(Records shown)
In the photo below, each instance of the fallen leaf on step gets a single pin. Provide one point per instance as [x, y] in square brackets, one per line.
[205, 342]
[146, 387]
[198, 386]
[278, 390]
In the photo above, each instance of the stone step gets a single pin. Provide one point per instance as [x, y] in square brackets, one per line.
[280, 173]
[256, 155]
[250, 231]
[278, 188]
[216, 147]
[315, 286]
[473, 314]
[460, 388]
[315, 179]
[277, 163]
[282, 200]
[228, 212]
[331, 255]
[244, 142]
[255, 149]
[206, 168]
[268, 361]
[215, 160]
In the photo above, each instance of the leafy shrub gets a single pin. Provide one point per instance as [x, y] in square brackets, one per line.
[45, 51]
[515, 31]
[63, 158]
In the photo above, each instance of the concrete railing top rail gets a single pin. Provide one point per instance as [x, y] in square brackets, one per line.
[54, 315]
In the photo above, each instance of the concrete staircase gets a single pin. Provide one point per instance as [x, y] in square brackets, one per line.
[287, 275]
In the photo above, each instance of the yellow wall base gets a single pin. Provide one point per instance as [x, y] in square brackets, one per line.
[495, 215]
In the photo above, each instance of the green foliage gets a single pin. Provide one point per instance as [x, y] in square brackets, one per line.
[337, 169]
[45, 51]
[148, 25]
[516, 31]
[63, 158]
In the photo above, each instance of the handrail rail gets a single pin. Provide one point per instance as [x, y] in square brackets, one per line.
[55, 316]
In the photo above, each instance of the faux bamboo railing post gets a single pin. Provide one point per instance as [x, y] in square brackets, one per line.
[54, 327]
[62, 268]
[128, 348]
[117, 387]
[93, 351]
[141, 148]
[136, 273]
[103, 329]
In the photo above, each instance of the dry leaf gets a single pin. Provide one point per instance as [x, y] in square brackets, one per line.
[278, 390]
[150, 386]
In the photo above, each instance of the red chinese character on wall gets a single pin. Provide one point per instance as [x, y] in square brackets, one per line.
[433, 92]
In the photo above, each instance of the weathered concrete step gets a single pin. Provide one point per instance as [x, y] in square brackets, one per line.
(End Records shown)
Your task: Using the entries above, please restate each one word for word.

Exercise result:
In the photo below, each instance of the fallen leaf on step gets a single pin. Provide one point per instance as [x, y] in square brackets, one per line.
[205, 342]
[146, 387]
[198, 386]
[278, 390]
In the photo above, each instance of the stone step gets a single pin. Provide one point per instance as [x, y] in square brackets, one per line.
[280, 173]
[256, 155]
[250, 231]
[278, 188]
[216, 147]
[315, 286]
[473, 314]
[460, 388]
[315, 179]
[277, 163]
[282, 200]
[228, 212]
[331, 255]
[244, 142]
[255, 149]
[206, 168]
[268, 361]
[215, 160]
In the photo above, each instance of the leafy shrub gets a single pin. Provide one point per instance as [x, y] in square brackets, one per line.
[45, 51]
[515, 31]
[63, 158]
In the photo above, each instance of the concrete railing top rail gets a single pin. Provide one point per instance as [x, y] in square brackets, one per line.
[54, 315]
In the photo above, each instance of the concrete staircase gets a single pin. Provide one point per instance as [x, y] in square brackets, one per line.
[287, 275]
In the photo above, each instance of the yellow wall base gets a single pin. Provide one point per instance as [x, y] in square brackets, one per line.
[495, 215]
In the photo above, each instance of the green foliage gets a single pin. Provide one point per instance as [x, y] in square brackets, one per line.
[337, 169]
[45, 51]
[148, 25]
[516, 31]
[63, 158]
In the photo above, each instance of the handrail rail gets a single pin. Provide one point per instance as [x, y] in square brackets, one per line.
[55, 316]
In the photo above, each instance of the faux bamboo railing post gets a single pin. Provide one point per instance as [x, y] in square brackets, one per line.
[54, 327]
[62, 268]
[128, 348]
[117, 387]
[93, 351]
[141, 148]
[136, 273]
[103, 329]
In the photo above, each instance of the dry leaf gets a single pin. Provide one point per instance as [x, y] in square brackets, one per line.
[278, 390]
[150, 386]
In the photo above, each instance of the red chinese character on wall gets a single pin. Provide one point per instance as [x, y] in square brackets, one per line.
[433, 92]
In the photo above, each instance of the weathered concrete step gets a single pin. Provide one point per instance as [x, y] in square brackets, one per line.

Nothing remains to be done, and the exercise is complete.